TEXT BLOCK:

ThTh 462 analyzing the Lutheran pastor’s message to the survivors of the Virginia Tech massacre drew some response. Most responders thought the pastor did proclaim an “other” Gospel.

  1. Sorry to say, but you are just too on target.
  2. It was even worse live. I watched on one of the networks. I figured we’d hear from you about this.
  3. I hope Pr King hears you and takes to heart what you said. Is that the ministry that’s coming out of Lutheran seminaries these days? Mee genoito.[=Frequent phrase from St. Paul, usually translated “God forbid.”]
  4. My first thought after he finished speaking was “If this is all he has to offer, why do we even bother with campus ministry.”
  5. Some will say, “Ed, you are too harsh. This was a multi-faith/no-faith community badly wounded and what they needed was comfort, not a call to repentence and not a narrowly Christian message that could divide.” I think they would be wrong; this was an opportunity for Paster King to say, “Here is what the Christian — the one who is hitched to THE Promise — can tell you about this:” and then tell them.
  6. I heard the whole talk–nothing about God let alone Christ. I was embarrassed. All the other religion speakers–Islam, Buddhist, Jew–sorry to say–made a lot more sense.
  7. King’s “sermon” is not unlike many I’ve heard in the ELCA.

TASK STATEMENT: Revise the responses to the pastor's message: give the stretch from "3. I hope Pr" through "then tell them." again, putting "college ministry" in place of "campus ministry". The entries that follow play no part in this work.

DATA ENTRIES:
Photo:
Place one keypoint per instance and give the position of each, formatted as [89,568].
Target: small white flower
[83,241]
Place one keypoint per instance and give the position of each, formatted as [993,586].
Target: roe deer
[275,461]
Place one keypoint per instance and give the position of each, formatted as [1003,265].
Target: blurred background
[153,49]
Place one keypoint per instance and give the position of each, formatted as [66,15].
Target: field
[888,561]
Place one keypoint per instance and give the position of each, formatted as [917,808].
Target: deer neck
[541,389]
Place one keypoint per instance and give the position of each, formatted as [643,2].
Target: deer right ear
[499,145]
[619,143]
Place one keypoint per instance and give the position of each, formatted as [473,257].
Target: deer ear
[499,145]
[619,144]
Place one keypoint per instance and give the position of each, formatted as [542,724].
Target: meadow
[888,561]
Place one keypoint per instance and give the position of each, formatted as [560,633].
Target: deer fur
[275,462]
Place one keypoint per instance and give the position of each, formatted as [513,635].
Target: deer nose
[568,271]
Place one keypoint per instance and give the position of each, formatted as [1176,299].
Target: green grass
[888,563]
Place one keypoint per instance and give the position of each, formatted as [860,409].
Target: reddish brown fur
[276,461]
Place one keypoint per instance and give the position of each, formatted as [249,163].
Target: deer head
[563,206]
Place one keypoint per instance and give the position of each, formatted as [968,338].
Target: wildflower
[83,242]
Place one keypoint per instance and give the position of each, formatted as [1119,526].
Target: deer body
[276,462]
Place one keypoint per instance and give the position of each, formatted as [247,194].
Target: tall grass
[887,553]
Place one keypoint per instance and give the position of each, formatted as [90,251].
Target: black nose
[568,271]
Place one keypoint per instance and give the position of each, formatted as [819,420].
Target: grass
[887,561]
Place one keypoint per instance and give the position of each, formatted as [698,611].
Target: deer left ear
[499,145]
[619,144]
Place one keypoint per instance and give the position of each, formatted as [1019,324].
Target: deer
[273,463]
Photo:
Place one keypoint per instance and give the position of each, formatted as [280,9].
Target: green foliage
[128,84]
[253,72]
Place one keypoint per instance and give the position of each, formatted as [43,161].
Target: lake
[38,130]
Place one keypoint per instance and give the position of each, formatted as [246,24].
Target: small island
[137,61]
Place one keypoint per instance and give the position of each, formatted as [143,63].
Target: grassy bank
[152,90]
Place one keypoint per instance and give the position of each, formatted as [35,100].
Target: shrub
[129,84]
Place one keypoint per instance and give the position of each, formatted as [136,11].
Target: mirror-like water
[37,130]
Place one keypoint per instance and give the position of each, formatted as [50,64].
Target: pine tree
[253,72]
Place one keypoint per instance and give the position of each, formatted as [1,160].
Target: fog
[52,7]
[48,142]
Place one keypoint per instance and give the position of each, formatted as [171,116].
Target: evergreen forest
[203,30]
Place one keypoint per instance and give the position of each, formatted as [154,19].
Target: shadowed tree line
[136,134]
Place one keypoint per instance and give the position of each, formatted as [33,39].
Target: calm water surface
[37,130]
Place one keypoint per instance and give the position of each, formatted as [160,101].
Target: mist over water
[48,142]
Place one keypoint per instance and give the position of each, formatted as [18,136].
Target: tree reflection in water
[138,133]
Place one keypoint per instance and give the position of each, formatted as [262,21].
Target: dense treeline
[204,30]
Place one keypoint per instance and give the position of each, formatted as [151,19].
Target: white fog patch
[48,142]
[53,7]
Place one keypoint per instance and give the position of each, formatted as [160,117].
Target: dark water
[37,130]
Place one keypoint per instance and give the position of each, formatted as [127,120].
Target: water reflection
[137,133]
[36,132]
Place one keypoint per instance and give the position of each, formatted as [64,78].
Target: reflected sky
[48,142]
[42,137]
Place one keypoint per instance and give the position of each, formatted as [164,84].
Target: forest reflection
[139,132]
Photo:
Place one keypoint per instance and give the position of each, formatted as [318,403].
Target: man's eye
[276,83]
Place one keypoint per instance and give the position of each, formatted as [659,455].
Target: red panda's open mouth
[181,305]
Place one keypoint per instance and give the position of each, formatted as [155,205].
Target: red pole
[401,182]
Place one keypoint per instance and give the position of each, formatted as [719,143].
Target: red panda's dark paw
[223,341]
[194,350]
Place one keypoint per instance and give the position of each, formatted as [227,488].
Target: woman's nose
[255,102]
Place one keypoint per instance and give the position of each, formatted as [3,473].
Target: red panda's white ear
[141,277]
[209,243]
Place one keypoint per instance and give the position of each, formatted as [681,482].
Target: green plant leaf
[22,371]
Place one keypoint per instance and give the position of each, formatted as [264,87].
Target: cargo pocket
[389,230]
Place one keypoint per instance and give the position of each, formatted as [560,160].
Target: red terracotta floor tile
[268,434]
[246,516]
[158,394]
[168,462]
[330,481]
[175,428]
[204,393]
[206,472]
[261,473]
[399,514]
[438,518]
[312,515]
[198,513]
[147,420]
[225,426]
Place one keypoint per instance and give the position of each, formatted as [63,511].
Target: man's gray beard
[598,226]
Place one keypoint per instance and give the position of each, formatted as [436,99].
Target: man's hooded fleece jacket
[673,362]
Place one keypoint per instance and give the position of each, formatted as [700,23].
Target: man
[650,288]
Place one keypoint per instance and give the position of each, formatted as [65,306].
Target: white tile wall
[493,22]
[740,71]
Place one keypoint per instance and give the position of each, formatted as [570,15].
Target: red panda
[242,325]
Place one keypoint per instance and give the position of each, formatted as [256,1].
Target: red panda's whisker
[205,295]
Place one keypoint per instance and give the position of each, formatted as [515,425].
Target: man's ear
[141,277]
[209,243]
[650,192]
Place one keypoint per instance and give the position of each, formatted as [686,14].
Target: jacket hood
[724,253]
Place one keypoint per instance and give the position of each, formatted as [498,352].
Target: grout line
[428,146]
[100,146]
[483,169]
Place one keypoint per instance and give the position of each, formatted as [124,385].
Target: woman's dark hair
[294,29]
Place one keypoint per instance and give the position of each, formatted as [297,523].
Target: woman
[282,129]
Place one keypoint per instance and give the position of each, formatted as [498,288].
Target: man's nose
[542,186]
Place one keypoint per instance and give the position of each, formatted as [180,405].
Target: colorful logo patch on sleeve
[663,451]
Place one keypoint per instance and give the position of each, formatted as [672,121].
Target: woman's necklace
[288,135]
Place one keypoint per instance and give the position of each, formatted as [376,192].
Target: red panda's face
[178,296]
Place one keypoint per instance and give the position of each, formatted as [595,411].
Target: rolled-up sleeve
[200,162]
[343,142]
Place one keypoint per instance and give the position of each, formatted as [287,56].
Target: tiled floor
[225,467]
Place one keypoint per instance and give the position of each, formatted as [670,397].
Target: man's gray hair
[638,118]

EXPECTED ANSWER:
3. I hope Pr King hears you and takes to heart what you said. Is that the ministry that’s coming out of Lutheran seminaries these days? Mee genoito.[=Frequent phrase from St. Paul, usually translated “God forbid.”]
  4. My first thought after he finished speaking was “If this is all he has to offer, why do we even bother with college ministry.”
  5. Some will say, “Ed, you are too harsh. This was a multi-faith/no-faith community badly wounded and what they needed was comfort, not a call to repentence and not a narrowly Christian message that could divide.” I think they would be wrong; this was an opportunity for Paster King to say, “Here is what the Christian — the one who is hitched to THE Promise — can tell you about this:” and then tell them.